Reading passage:
========================================================================

Yesterday Federal Communications Commission chairman Tom Wheeler announced his intent to ask his fellow commissioners to sign off on a rule that would require cable companies to provide over-the-top video distributors with access to cable company-owned content.  According to Mr. Wheeler, the intent of the rule modification is to provide consumers of content “more alternatives from which to choose so they can buy the programs they want.”

What this change to the rules will actually do is create a barrier to entry by smaller content providers.  Mr. Wheeler’s rule amendment, much like the statute passed in 1992 and its subsequent rule, will simply give incumbent content an additional platform from which to be seen.  “Law and Order: Criminal Intent” will now be seen on cable, satellite, and over-the-top video distribution.  Over-the-top providers can now take a short cut to content and forgo negotiating contracts for new content from new entrants.

For start-up, minority-owned, or woman-owned content production companies there will be a lost opportunity to showcase more of their content to over-the-top distributors.  Smaller content providers may have to reduce the price offerings for their programming just to get one of fewer remaining slots on a over-the-top’s network.

========================================================================

Dataset records:
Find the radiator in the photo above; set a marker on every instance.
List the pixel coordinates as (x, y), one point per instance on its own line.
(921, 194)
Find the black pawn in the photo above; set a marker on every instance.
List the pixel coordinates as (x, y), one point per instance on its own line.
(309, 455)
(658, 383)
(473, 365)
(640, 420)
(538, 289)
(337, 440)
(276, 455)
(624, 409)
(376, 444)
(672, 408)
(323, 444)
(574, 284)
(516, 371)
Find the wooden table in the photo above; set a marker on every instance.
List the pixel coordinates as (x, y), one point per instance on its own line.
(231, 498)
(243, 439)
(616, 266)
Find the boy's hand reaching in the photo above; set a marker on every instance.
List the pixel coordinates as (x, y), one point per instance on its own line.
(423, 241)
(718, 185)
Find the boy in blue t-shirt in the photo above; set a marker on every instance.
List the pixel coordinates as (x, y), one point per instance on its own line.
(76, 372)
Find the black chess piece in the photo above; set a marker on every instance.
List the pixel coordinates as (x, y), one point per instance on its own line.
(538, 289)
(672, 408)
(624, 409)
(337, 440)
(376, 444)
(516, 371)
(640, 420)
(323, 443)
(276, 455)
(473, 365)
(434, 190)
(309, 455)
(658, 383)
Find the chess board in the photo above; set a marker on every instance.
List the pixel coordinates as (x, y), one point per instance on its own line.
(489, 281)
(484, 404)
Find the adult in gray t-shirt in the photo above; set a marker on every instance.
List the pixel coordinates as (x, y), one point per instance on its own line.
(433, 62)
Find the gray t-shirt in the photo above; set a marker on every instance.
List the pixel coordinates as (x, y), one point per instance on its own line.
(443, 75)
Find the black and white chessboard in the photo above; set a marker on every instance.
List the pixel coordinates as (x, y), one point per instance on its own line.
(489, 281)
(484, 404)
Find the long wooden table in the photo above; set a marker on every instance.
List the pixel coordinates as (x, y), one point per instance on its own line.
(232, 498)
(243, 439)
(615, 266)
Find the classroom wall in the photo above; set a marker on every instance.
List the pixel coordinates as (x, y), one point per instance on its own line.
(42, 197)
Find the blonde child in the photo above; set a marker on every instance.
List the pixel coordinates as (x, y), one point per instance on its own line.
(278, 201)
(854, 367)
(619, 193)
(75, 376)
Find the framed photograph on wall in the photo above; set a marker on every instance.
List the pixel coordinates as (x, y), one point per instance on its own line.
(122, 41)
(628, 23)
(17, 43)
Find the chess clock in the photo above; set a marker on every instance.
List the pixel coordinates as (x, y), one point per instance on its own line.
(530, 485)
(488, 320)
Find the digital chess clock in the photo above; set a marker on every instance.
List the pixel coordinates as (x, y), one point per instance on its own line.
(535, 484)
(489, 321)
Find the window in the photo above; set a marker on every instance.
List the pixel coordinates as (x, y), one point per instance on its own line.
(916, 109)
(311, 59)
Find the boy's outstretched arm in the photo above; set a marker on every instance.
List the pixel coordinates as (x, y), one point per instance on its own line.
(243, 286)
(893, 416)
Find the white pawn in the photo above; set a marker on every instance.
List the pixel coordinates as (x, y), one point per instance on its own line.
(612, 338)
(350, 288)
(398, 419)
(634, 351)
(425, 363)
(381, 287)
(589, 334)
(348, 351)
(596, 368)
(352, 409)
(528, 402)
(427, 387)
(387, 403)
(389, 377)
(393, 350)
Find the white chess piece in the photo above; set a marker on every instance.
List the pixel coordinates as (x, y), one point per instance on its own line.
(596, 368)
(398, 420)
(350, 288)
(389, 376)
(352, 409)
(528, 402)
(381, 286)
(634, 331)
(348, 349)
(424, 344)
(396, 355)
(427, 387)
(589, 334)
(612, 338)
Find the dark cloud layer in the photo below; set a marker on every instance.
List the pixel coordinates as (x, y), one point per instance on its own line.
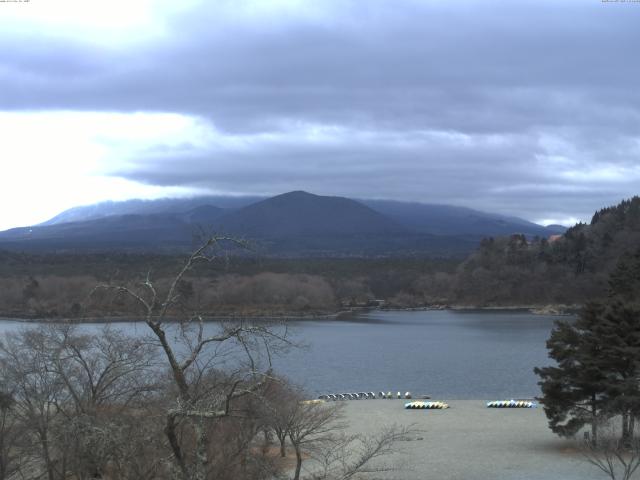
(528, 108)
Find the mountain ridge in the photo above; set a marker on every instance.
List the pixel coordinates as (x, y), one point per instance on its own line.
(297, 223)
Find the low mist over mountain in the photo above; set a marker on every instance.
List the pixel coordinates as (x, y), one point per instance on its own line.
(294, 223)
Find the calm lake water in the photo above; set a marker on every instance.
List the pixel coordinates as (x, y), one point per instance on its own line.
(445, 354)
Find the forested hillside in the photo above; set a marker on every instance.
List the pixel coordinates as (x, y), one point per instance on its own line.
(568, 269)
(504, 271)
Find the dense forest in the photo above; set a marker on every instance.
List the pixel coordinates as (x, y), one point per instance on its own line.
(504, 271)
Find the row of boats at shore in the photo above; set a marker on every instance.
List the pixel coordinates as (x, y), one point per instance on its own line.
(420, 404)
(368, 396)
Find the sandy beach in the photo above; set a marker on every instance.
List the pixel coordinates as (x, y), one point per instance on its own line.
(469, 441)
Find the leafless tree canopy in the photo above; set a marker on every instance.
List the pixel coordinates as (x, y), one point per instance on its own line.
(190, 400)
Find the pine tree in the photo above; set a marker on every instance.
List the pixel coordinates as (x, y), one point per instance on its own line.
(574, 391)
(598, 370)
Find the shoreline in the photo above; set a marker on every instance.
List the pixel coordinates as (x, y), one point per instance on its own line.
(551, 310)
(470, 441)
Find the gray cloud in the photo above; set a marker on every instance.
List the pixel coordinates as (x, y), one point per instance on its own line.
(538, 98)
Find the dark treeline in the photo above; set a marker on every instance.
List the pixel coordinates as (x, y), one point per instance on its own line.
(504, 271)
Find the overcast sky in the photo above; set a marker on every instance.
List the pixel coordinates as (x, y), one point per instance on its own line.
(530, 108)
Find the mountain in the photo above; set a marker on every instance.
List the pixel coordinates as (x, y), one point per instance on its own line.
(453, 220)
(148, 207)
(304, 214)
(295, 223)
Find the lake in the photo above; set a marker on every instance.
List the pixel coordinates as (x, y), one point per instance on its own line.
(443, 353)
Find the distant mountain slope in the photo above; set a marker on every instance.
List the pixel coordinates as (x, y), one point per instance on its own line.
(120, 231)
(304, 214)
(147, 207)
(572, 268)
(295, 223)
(452, 220)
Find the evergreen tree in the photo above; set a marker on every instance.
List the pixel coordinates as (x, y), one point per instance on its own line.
(598, 370)
(573, 392)
(624, 281)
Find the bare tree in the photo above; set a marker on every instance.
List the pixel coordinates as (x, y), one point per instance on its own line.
(37, 391)
(346, 456)
(616, 457)
(11, 437)
(193, 353)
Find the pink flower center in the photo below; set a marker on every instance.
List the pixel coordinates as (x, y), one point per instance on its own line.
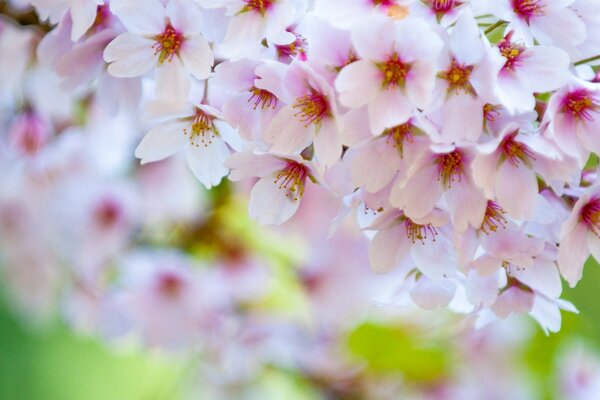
(202, 131)
(416, 232)
(458, 76)
(493, 218)
(262, 98)
(442, 6)
(292, 179)
(170, 285)
(399, 134)
(512, 52)
(590, 215)
(259, 6)
(168, 43)
(528, 8)
(515, 152)
(108, 213)
(297, 48)
(580, 104)
(490, 112)
(312, 108)
(394, 72)
(450, 167)
(103, 17)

========================================================================

Work instructions:
**A)** Answer these questions about the passage on the FCC rule:
(i) Who announced the intent to ask fellow commissioners to sign off on the rule?
(ii) Which program is named as one that will now be seen on cable, satellite, and over-the-top video distribution?
(iii) Which kinds of content production companies does the passage say will lose an opportunity to showcase more of their content?
**B)** Output the passage on the FCC rule word for word, from "What this change" up to and including "a over-the-top’s network.".

Expected responses:
**A)**
(i) Federal Communications Commission chairman Tom Wheeler
(ii) "Law and Order: Criminal Intent"
(iii) Start-up, minority-owned, or woman-owned content production companies

**B)**
What this change to the rules will actually do is create a barrier to entry by smaller content providers.  Mr. Wheeler’s rule amendment, much like the statute passed in 1992 and its subsequent rule, will simply give incumbent content an additional platform from which to be seen.  “Law and Order: Criminal Intent” will now be seen on cable, satellite, and over-the-top video distribution.  Over-the-top providers can now take a short cut to content and forgo negotiating contracts for new content from new entrants.

For start-up, minority-owned, or woman-owned content production companies there will be a lost opportunity to showcase more of their content to over-the-top distributors.  Smaller content providers may have to reduce the price offerings for their programming just to get one of fewer remaining slots on a over-the-top’s network.